Extend the travel essay below about arriving in Helsinki, picking up right after its final sentence.

◆ Selected passage
______

The charm of the unknown familiar

I am in Helsinki, or Helsingfors for the Swedish speaking.

I cannot really count the times I have been to, or transited via the Finnish capital; they just feel many. Keeping count is quite difficult as my visits to Finland are all a familiar blur….

Figure that it takes 45 minutes to travel from Arlanda airport to Helsinki, compared to my daily fourty-minute train ride from home to work. I read a couple of articles in the inflight magazine, snoozed for a bit and and before I knew it the pilot was announcing our descent.

I landed with a small rucksack packed with necessities and loose instructions on how to reach my friends place. I did not want her to pick me up at the station, as that would spoil some of the fun of traveling. I ended up taking the wrong train-line from the airport, but I was not too worried;  traveling is not fun if you don’t allow yourself to get lost once in a while.

The man sitting opposite me was the typical shy-looking Finn. He took my situation quite personally. We studied the train diagram together; he consulted a fellow passenger, a distinguished-looking woman in her fifties, and asked her for directions on my behalf. After some minutes her husband, a smiling middle-aged guy with a fancy scarf, came back to us with additional information that he had looked up on his phone. I could picture the two of them eating croissants with coffee for breakfast before going to an art exhibition. Finnish people may appear distant and closed, but in reality they are helpful and down to earth people.

______

◆ Dataset excerpts on pointing to objects

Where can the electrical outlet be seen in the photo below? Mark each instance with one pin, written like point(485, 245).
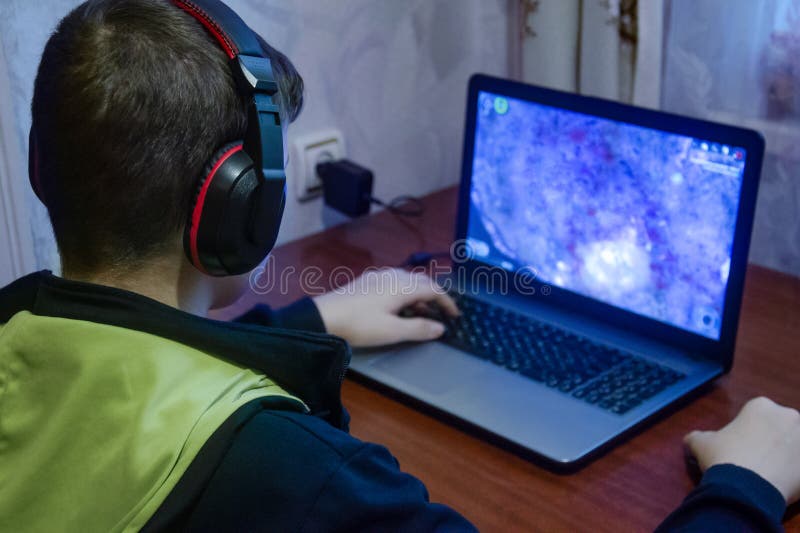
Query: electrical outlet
point(307, 152)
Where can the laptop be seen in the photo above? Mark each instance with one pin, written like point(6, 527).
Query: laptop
point(599, 262)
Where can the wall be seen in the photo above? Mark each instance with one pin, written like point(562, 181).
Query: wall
point(391, 75)
point(751, 80)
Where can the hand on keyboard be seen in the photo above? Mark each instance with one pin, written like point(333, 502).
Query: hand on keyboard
point(386, 307)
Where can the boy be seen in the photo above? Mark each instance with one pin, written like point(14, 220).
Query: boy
point(123, 408)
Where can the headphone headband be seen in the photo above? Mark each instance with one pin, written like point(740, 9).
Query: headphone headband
point(263, 142)
point(234, 220)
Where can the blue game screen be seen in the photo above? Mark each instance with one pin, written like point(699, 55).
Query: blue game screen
point(634, 217)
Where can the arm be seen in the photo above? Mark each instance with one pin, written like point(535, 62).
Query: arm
point(751, 472)
point(728, 498)
point(366, 311)
point(369, 492)
point(287, 471)
point(302, 314)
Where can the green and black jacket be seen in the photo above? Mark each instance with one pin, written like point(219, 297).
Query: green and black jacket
point(118, 413)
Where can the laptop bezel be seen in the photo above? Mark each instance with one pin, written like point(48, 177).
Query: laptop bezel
point(720, 351)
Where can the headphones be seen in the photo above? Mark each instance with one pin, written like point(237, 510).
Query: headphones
point(236, 212)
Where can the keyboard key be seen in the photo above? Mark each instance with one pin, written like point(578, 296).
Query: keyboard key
point(597, 374)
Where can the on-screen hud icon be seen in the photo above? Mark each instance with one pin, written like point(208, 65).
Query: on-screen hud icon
point(500, 105)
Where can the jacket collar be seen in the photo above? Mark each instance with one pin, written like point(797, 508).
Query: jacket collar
point(308, 365)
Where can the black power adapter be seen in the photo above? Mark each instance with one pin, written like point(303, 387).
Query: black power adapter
point(347, 187)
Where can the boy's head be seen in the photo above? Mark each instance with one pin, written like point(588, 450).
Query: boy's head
point(131, 100)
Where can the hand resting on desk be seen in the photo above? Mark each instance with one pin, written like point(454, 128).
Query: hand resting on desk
point(764, 437)
point(366, 311)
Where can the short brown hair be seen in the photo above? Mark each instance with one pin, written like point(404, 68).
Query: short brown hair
point(131, 99)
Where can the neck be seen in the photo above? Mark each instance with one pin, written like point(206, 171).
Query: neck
point(165, 280)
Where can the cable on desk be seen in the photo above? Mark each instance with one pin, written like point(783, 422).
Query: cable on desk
point(405, 205)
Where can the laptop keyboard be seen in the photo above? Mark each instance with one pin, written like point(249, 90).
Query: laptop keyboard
point(610, 378)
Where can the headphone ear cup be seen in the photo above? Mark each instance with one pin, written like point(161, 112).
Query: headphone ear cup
point(199, 241)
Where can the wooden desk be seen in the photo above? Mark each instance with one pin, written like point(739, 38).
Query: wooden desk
point(634, 486)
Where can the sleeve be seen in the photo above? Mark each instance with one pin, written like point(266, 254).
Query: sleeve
point(369, 492)
point(287, 471)
point(302, 314)
point(729, 498)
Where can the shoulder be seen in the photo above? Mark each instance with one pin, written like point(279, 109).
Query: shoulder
point(272, 473)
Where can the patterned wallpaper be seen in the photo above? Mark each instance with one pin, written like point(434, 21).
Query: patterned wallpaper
point(390, 74)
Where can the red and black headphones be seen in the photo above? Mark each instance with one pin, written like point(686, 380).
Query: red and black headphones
point(235, 217)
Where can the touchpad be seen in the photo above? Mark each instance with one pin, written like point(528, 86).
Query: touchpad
point(431, 367)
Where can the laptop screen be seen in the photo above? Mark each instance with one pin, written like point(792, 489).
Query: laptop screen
point(634, 217)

______

◆ Answer for the task
After a comfortable detour, I walked to my friend’s place and found it very easily. While I was walking in the new neighbourhood, I was once again amazed at how different Finland is to Sweden. Not only is the feeling different, but also the light, the landscape and the architecture. Same, same but different could not describe it better.


It is Sunday morning and I am sitting on the mint-green couch of a funky little apartment built in the fourties, located in the Olympic village. The next door neighbour is either having a huge hang over, or dying of a stomach bug. The wall opposite me is painted in electric blue, a batch of laundry is drying and I slept until almost nine o’ clock EET.

Yesterday we had sauna at the Löyly, a public sauna by the sea and dinner at the fancy Yume restaurant, followed by a night cap at Harry’s bar, which smelled like a carpet populated by happy fungi.

It is almost noon, my host is having her beauty sleep and I am sipping on a cup of tea, but getting quite ready for breakfast. Let’s see what this grey November day has to say.

A weekend. Two hours of train-ride and a new place to discover.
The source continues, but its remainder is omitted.